### Records to process
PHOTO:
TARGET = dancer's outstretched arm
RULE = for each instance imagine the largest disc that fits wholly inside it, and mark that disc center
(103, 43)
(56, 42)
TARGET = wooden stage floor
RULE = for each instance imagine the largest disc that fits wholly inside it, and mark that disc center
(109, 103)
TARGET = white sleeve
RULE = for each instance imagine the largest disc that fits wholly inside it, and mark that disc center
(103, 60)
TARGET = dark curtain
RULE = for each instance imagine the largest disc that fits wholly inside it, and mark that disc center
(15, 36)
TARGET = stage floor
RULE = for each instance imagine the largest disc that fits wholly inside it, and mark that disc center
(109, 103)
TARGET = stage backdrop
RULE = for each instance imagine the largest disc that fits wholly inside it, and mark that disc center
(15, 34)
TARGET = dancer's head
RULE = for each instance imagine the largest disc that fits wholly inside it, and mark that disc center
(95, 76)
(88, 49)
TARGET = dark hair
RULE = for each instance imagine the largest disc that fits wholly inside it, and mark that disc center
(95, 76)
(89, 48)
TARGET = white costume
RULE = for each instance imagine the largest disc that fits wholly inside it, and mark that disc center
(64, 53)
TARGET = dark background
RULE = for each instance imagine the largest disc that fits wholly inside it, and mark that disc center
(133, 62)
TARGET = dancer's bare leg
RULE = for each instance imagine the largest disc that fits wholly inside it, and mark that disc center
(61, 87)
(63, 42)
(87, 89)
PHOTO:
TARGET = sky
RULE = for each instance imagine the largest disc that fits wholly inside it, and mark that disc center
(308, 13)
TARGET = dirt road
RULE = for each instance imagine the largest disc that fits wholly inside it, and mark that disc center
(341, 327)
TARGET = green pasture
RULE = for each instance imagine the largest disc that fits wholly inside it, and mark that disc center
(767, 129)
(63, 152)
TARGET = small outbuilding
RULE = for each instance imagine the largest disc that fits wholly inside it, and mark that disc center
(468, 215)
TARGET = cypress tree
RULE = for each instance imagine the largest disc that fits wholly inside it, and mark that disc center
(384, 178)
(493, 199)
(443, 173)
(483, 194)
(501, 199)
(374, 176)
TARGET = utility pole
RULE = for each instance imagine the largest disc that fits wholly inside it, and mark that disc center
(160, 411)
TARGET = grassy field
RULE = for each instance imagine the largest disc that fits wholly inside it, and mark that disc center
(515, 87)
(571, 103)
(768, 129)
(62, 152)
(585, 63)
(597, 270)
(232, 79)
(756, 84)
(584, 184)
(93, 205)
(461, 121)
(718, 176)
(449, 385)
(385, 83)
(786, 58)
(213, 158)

### Goal
Please write out all the entries above again, replacing "dark" with "black" wherever it occurs and leaving everything else unchanged.

### Answer for this exercise
PHOTO:
TARGET = dancer's outstretched arm
RULE = for each instance imagine the largest disc that fits wholly inside it, and mark that disc center
(103, 43)
(56, 42)
TARGET = wooden stage floor
RULE = for each instance imagine the largest disc that fits wholly inside it, and mark that disc center
(109, 103)
TARGET = white sleeve
RULE = for each instance imagine the largest disc that fits wholly inside it, and mark that disc center
(103, 60)
TARGET = black curtain
RULE = for each instance imagine the largest disc that fits wholly inside it, and mark that disc center
(15, 36)
TARGET = stage floor
RULE = for each instance imagine the largest disc that fits wholly inside it, and mark that disc center
(109, 103)
TARGET = stage backdrop
RULE = for each instance imagine the largest disc that fits wholly inside it, and mark that disc center
(15, 34)
TARGET = dancer's head
RULE = for each instance imagine the largest disc that fits wholly inside it, and mark that disc center
(95, 76)
(88, 49)
TARGET = black hair
RULE = for each instance imagine the largest disc that fits wholly inside it, and mark that disc center
(95, 76)
(89, 48)
TARGET = white costume
RULE = for each instance imagine the largest disc that fits wholly inside it, and mark that disc center
(64, 53)
TARGET = black background
RULE = for each instance imagine the largest disc that fits wholly inside it, and mark that disc center
(133, 62)
TARGET = dancer's bare leg
RULE = for each instance imagine the largest disc that fits wholly inside it, and mark that disc center
(61, 87)
(63, 42)
(87, 89)
PHOTO:
TARGET = sky
RULE = for each instance imagine the largest disc that fits wholly inside it, and mark that disc center
(308, 13)
TARGET = dirt road
RULE = for each instance imagine the largest disc that fits wholly inside it, and mark that disc center
(341, 327)
TARGET = green pasture
RULE = for each instance imagine the largest disc that fits wholly inside it, and mark that disc center
(767, 129)
(63, 152)
TARGET = small outbuilding
RULE = for each instance imagine the largest disc that fits wholly inside it, and mark that disc center
(468, 215)
TARGET = cypress tree
RULE = for each instance imagine the largest disc that fits wholly inside it, and mark that disc center
(384, 178)
(493, 199)
(443, 173)
(483, 194)
(501, 199)
(374, 176)
TARGET = utility pole
RULE = for each instance imagine the largest disc that fits wholly inside it, and mark that disc center
(160, 411)
TARGET = grassy field
RULE = for each instance imagine the largest disc that fits wholly inside it, and mark that disc center
(515, 87)
(571, 103)
(768, 129)
(62, 152)
(585, 63)
(597, 270)
(232, 79)
(756, 84)
(584, 184)
(93, 205)
(461, 121)
(718, 176)
(449, 385)
(385, 83)
(786, 58)
(213, 158)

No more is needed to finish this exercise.